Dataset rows

☆ ☆ ☆

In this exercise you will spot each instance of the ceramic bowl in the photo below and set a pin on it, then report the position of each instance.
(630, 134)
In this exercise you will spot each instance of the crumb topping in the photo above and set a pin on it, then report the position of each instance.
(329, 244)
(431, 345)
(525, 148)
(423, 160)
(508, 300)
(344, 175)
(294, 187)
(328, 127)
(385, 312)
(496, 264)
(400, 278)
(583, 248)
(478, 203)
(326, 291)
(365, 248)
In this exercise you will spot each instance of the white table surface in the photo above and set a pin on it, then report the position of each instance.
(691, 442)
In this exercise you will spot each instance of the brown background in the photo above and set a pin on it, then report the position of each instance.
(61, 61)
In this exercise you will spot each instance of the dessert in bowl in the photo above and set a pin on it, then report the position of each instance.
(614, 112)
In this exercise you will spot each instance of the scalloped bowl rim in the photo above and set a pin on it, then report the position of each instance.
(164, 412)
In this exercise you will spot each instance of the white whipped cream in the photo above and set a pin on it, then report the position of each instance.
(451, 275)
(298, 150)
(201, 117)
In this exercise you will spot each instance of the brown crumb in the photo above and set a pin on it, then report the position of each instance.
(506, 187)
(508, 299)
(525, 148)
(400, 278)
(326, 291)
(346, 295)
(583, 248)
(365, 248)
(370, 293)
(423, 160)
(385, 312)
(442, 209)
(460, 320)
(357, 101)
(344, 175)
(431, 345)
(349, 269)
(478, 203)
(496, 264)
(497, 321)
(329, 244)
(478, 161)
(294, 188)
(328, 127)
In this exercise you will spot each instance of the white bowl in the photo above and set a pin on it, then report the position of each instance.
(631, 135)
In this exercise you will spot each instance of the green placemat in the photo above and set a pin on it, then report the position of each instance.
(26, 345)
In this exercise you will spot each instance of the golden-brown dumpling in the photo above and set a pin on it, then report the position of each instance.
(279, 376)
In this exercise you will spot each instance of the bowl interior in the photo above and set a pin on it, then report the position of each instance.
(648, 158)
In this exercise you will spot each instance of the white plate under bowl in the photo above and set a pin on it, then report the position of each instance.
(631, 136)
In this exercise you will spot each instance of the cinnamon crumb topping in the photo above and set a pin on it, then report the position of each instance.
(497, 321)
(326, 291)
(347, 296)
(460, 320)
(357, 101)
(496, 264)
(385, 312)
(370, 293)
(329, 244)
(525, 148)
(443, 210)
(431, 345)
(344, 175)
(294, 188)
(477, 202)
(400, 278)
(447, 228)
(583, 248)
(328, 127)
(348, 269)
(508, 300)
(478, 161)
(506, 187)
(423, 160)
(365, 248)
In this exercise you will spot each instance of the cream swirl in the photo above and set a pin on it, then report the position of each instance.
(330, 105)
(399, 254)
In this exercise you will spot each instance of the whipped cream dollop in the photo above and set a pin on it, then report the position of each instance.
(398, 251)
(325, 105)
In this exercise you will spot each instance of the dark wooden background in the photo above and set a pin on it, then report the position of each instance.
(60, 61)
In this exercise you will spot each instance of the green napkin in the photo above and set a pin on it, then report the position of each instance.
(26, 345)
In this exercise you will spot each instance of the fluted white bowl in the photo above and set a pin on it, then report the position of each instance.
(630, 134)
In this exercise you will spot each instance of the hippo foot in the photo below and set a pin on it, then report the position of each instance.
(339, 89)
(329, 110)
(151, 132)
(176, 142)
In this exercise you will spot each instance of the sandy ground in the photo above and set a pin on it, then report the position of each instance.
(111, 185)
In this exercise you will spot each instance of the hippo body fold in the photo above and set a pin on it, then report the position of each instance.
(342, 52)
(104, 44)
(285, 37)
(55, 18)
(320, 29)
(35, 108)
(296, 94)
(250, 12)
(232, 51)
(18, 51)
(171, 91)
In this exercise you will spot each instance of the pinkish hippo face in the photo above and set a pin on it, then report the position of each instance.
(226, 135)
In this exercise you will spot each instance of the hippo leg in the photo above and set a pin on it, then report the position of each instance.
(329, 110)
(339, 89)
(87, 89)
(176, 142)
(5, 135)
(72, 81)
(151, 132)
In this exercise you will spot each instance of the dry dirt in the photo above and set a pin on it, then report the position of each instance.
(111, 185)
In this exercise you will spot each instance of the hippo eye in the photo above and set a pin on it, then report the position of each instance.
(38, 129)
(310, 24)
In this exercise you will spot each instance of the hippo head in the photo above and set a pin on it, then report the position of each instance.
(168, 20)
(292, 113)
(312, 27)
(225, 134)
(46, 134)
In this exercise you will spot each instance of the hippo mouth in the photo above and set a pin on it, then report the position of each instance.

☆ ☆ ☆

Rewrite all the entries above as a Markdown table with two columns, Row and Line, putting each line in its own numbered row and leaving out blank lines.

**COMPLETED TASK**
| Row | Line |
|---|---|
| 1 | In this exercise you will spot each instance of the ceramic bowl in the photo below and set a pin on it, then report the position of each instance. |
| 2 | (630, 134) |
| 3 | In this exercise you will spot each instance of the crumb topping in the photo above and set a pin on it, then report the position of each instance. |
| 4 | (329, 244) |
| 5 | (431, 345) |
| 6 | (525, 148) |
| 7 | (423, 160) |
| 8 | (508, 300) |
| 9 | (344, 175) |
| 10 | (294, 187) |
| 11 | (328, 127) |
| 12 | (385, 312) |
| 13 | (496, 264) |
| 14 | (400, 278) |
| 15 | (583, 248) |
| 16 | (478, 203) |
| 17 | (326, 291) |
| 18 | (365, 248) |
| 19 | In this exercise you will spot each instance of the white table surface in the photo above and set a pin on it, then report the position of each instance. |
| 20 | (691, 442) |
| 21 | In this exercise you will spot each instance of the brown background in the photo above and set a pin on it, then report the position of each instance. |
| 22 | (61, 61) |
| 23 | In this exercise you will spot each instance of the dessert in bowl in the photo above and set a pin on it, then report the position of each instance. |
| 24 | (614, 112) |
| 25 | In this exercise you will spot each instance of the scalloped bowl rim in the photo above and set a pin on it, then report the position of each instance. |
| 26 | (164, 412) |
| 27 | In this exercise you will spot each instance of the white whipped cream in the photo above and set a pin on it, then report the position of each instance. |
| 28 | (451, 275) |
| 29 | (298, 150) |
| 30 | (201, 117) |
| 31 | In this exercise you will spot each instance of the brown crumb in the photo above and set a pin on it, then report the position of each instance. |
| 32 | (506, 187) |
| 33 | (508, 299) |
| 34 | (525, 148) |
| 35 | (400, 278) |
| 36 | (326, 291) |
| 37 | (346, 295) |
| 38 | (583, 248) |
| 39 | (365, 248) |
| 40 | (370, 293) |
| 41 | (423, 160) |
| 42 | (385, 312) |
| 43 | (442, 209) |
| 44 | (460, 320) |
| 45 | (357, 101) |
| 46 | (344, 175) |
| 47 | (431, 345) |
| 48 | (349, 269) |
| 49 | (478, 203) |
| 50 | (496, 264) |
| 51 | (497, 321) |
| 52 | (329, 244) |
| 53 | (478, 161) |
| 54 | (294, 188) |
| 55 | (328, 127) |
| 56 | In this exercise you will spot each instance of the white bowl in the photo above and set a pin on it, then report the position of each instance. |
| 57 | (631, 135) |
| 58 | In this exercise you will spot each instance of the green placemat in the photo above and set a pin on it, then report the position of each instance. |
| 59 | (26, 345) |
| 60 | In this exercise you will spot each instance of the golden-brown dumpling in the photo above and set a pin on it, then report the position of each instance. |
| 61 | (279, 376) |
| 62 | In this exercise you will spot each instance of the bowl interior in the photo above and set a pin on it, then report the position of each instance. |
| 63 | (648, 158) |
| 64 | In this exercise you will spot each instance of the white plate under bowl in the photo above and set a pin on it, then report the position of each instance. |
| 65 | (631, 136) |
| 66 | In this exercise you will spot each instance of the cinnamon crumb topping in the photo above and set a pin on it, then report the position of each instance. |
| 67 | (497, 321) |
| 68 | (326, 291) |
| 69 | (347, 296) |
| 70 | (460, 320) |
| 71 | (357, 101) |
| 72 | (496, 264) |
| 73 | (385, 312) |
| 74 | (370, 293) |
| 75 | (329, 244) |
| 76 | (525, 148) |
| 77 | (443, 210) |
| 78 | (431, 345) |
| 79 | (344, 175) |
| 80 | (294, 188) |
| 81 | (477, 202) |
| 82 | (400, 278) |
| 83 | (447, 228) |
| 84 | (583, 248) |
| 85 | (328, 127) |
| 86 | (348, 269) |
| 87 | (508, 300) |
| 88 | (478, 161) |
| 89 | (506, 187) |
| 90 | (423, 160) |
| 91 | (365, 248) |
| 92 | In this exercise you will spot each instance of the cream swirl in the photo above and set a pin on it, then report the position of each instance. |
| 93 | (330, 105) |
| 94 | (399, 254) |
| 95 | In this exercise you will spot each instance of the whipped cream dollop in the photo above and set a pin on it, then report the position of each instance. |
| 96 | (398, 251) |
| 97 | (325, 105) |
| 98 | In this exercise you will spot each instance of the dark wooden background in the photo above and set a pin on it, then report the position of each instance. |
| 99 | (60, 61) |
| 100 | In this exercise you will spot each instance of the green napkin in the photo above and set a pin on it, then report the position of each instance. |
| 101 | (26, 345) |
| 102 | In this exercise you will spot each instance of the fluted white bowl in the photo above and set a pin on it, then report the position of each instance. |
| 103 | (630, 134) |
| 104 | In this exercise you will spot each instance of the hippo foot in the photo below and set a pin on it, then report the position of each instance. |
| 105 | (339, 89) |
| 106 | (329, 110) |
| 107 | (151, 132) |
| 108 | (176, 142) |
| 109 | In this exercise you will spot each instance of the sandy ground in the photo above and set a pin on it, then report the position of each instance. |
| 110 | (111, 185) |
| 111 | In this exercise you will spot each instance of the hippo body fold in the photo above and set a pin on it, then report the position of each instance. |
| 112 | (342, 52) |
| 113 | (104, 44) |
| 114 | (285, 37) |
| 115 | (55, 18) |
| 116 | (320, 29) |
| 117 | (35, 108) |
| 118 | (296, 94) |
| 119 | (250, 12) |
| 120 | (232, 51) |
| 121 | (18, 51) |
| 122 | (171, 91) |
| 123 | In this exercise you will spot each instance of the pinkish hippo face in the photo above and set a pin on it, then report the position of each instance. |
| 124 | (226, 135) |
| 125 | In this exercise you will spot each instance of the hippo leg in the photo above and set a pin on it, then report the position of each instance. |
| 126 | (329, 110) |
| 127 | (339, 89) |
| 128 | (87, 89) |
| 129 | (176, 142) |
| 130 | (5, 135) |
| 131 | (72, 81) |
| 132 | (151, 132) |
| 133 | In this exercise you will spot each instance of the dry dirt in the photo above and set a pin on it, then report the position of each instance. |
| 134 | (111, 185) |
| 135 | In this exercise you will spot each instance of the hippo eye in the photo above and set a pin on it, then report the position of each instance. |
| 136 | (38, 129) |
| 137 | (310, 24) |
| 138 | In this exercise you will spot each instance of the hippo head in the photo above and set a pin on it, then report the position of each instance. |
| 139 | (168, 20) |
| 140 | (292, 113) |
| 141 | (312, 27) |
| 142 | (225, 134) |
| 143 | (46, 134) |
| 144 | In this exercise you will spot each instance of the hippo mouth in the photo above and set a pin on it, then report the position of each instance. |